───── Trecho do documento

Texto e contexto
por Luis Fernando Veríssimo
por Luis Fernando Veríssimo
Na peça “Ricardo II”, de Shakespeare, há uma fala famosa que é muito
citada como um hino patriótico à Inglaterra. Quem a diz é o duque John
de Gount, tio do rei Ricardo II e pai de Henry Bolingbroke, desafeto
exilado do rei, que acabará derrubando do trono.
John de Gount, à beira da morte, exalta as riquezas e as glórias do seu
país (“este outro Eden”, “esta pedra preciosa posta no mar prateado”, a
salvo “da inveja de terras menos felizes”, “este lote abençoado, este
chão, este reino, esta Inglaterra”) num tom de entusiasmo crescente que
empolga até quem não é inglês — se lido até a metade.
O resto da fala, raramente citada, é um lamento pelo declínio desta
maravilha, cuja grandeza o rei está dilapidando. “Esta Inglaterra
acostumada a conquistar, hoje é vergonhosamente derrotada por si mesma”,
diz Gount, que termina desejando que “o escândalo desapareça junto com a
minha vida, alegrando minha morte iminente”.

──────────
───── Entradas fornecidas

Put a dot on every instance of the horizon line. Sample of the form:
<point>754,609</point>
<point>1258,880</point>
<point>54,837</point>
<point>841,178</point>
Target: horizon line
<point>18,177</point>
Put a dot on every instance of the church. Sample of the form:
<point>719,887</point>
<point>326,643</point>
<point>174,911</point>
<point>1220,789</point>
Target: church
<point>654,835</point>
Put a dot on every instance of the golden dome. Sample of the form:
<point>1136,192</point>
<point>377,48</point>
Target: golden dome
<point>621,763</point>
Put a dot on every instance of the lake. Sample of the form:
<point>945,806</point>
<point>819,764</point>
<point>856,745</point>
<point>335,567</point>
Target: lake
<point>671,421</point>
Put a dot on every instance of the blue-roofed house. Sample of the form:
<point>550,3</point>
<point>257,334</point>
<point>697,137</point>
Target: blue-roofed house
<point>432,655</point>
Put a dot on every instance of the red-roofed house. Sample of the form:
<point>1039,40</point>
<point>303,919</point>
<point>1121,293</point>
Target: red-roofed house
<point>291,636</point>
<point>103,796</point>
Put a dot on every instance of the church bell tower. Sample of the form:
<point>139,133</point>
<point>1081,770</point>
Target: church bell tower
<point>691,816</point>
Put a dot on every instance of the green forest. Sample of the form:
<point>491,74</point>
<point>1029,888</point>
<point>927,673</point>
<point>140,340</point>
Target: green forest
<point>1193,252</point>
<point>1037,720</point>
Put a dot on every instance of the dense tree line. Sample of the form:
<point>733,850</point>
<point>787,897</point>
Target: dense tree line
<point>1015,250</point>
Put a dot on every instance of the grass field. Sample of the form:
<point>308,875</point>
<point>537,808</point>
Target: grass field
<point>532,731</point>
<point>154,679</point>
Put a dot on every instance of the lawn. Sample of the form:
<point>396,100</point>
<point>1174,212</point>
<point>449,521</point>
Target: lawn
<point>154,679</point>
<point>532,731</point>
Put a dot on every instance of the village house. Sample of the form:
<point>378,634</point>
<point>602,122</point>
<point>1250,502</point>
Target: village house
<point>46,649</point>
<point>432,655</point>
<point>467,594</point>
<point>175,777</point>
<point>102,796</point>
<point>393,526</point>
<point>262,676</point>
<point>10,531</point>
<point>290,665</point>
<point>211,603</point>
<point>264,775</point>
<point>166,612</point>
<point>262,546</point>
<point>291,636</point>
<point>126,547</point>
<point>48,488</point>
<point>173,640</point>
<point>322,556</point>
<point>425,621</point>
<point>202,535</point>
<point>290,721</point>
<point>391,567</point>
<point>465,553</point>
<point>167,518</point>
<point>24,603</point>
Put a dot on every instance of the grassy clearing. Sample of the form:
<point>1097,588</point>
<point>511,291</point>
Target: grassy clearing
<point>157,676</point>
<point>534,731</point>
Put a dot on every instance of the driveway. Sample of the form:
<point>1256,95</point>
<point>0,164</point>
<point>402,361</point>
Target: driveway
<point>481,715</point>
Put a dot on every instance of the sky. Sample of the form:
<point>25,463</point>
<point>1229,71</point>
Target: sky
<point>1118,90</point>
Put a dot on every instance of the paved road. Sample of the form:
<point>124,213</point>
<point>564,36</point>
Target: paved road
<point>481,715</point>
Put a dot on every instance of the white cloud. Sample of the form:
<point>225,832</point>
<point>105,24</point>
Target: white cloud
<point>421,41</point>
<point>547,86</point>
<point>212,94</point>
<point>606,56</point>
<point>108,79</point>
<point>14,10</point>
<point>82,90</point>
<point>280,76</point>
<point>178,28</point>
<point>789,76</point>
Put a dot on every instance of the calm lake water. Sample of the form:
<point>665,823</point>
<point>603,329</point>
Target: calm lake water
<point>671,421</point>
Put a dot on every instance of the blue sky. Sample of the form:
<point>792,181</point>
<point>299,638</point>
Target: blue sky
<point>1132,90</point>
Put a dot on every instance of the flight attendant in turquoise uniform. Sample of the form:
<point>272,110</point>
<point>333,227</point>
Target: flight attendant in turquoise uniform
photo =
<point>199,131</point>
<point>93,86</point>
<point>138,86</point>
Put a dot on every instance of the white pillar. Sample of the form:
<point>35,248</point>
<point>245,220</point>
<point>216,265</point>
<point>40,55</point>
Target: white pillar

──────────

Transcreva na íntegra o texto sobre a fala de John de Gount em "Ricardo II", sem qualquer alteração. A listagem constitui material à parte, sem relação com o texto.

### Resolução do problema
Texto e contexto
por Luis Fernando Veríssimo
por Luis Fernando Veríssimo
Na peça “Ricardo II”, de Shakespeare, há uma fala famosa que é muito
citada como um hino patriótico à Inglaterra. Quem a diz é o duque John
de Gount, tio do rei Ricardo II e pai de Henry Bolingbroke, desafeto
exilado do rei, que acabará derrubando do trono.
John de Gount, à beira da morte, exalta as riquezas e as glórias do seu
país (“este outro Eden”, “esta pedra preciosa posta no mar prateado”, a
salvo “da inveja de terras menos felizes”, “este lote abençoado, este
chão, este reino, esta Inglaterra”) num tom de entusiasmo crescente que
empolga até quem não é inglês — se lido até a metade.
O resto da fala, raramente citada, é um lamento pelo declínio desta
maravilha, cuja grandeza o rei está dilapidando. “Esta Inglaterra
acostumada a conquistar, hoje é vergonhosamente derrotada por si mesma”,
diz Gount, que termina desejando que “o escândalo desapareça junto com a
minha vida, alegrando minha morte iminente”.